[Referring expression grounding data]
+++

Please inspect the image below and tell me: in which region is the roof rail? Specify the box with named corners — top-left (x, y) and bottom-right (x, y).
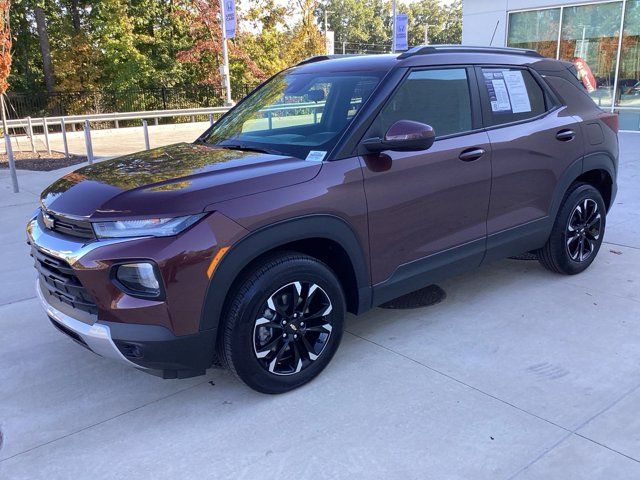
top-left (397, 45), bottom-right (543, 60)
top-left (295, 54), bottom-right (361, 66)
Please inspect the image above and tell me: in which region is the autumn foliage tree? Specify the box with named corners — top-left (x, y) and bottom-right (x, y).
top-left (175, 0), bottom-right (325, 92)
top-left (0, 0), bottom-right (11, 96)
top-left (5, 0), bottom-right (464, 112)
top-left (175, 0), bottom-right (264, 90)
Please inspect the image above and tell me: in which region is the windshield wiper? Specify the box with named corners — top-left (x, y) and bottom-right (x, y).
top-left (219, 144), bottom-right (272, 155)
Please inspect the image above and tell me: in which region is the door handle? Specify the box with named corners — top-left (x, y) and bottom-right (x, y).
top-left (556, 129), bottom-right (575, 141)
top-left (458, 147), bottom-right (485, 162)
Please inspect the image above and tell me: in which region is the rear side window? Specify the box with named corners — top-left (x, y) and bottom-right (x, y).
top-left (376, 68), bottom-right (472, 138)
top-left (479, 67), bottom-right (547, 126)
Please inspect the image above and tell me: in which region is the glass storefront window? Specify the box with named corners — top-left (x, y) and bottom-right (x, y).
top-left (507, 8), bottom-right (561, 59)
top-left (559, 2), bottom-right (623, 108)
top-left (506, 1), bottom-right (640, 130)
top-left (617, 0), bottom-right (640, 110)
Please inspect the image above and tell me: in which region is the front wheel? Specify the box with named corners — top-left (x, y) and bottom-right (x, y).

+++

WHAT IS EXPECTED:
Your answer must be an exact copy of the data above, minus its pictures.

RESPONSE TO THIS EXERCISE:
Please inspect the image below and tell me: in which region is the roof rail? Specify the box with named corners — top-left (x, y) and bottom-right (x, y).
top-left (397, 45), bottom-right (543, 60)
top-left (295, 54), bottom-right (361, 66)
Please inspect the image above and tell me: in which region is the autumn foliage tree? Specify the box with named corners — top-left (x, y) and bottom-right (x, y).
top-left (175, 0), bottom-right (325, 92)
top-left (0, 0), bottom-right (11, 96)
top-left (5, 0), bottom-right (464, 112)
top-left (175, 0), bottom-right (264, 90)
Please inspect the image above and tell me: in which region is the windshield wiper? Specify the box with named corners — top-left (x, y) and bottom-right (x, y).
top-left (219, 144), bottom-right (272, 155)
Please inspect the image above and tell me: in which region is the door handle? Specify the box with named corners — top-left (x, y) and bottom-right (x, y).
top-left (556, 129), bottom-right (575, 141)
top-left (458, 147), bottom-right (485, 162)
Please inspect the image above and tell me: in which region is the rear side window? Specify the box with named corners — top-left (x, y) and bottom-right (x, y).
top-left (376, 68), bottom-right (472, 138)
top-left (479, 67), bottom-right (547, 126)
Please inspect the image above and tell me: in which region is the glass storefront window? Specify the box with named corners — top-left (x, y) and bottom-right (x, y).
top-left (507, 8), bottom-right (561, 59)
top-left (559, 2), bottom-right (623, 108)
top-left (506, 1), bottom-right (640, 130)
top-left (617, 0), bottom-right (640, 110)
Please inspect the image above and tell me: in which region is the front wheel? Specify the box with named corners — top-left (x, y) and bottom-right (x, y).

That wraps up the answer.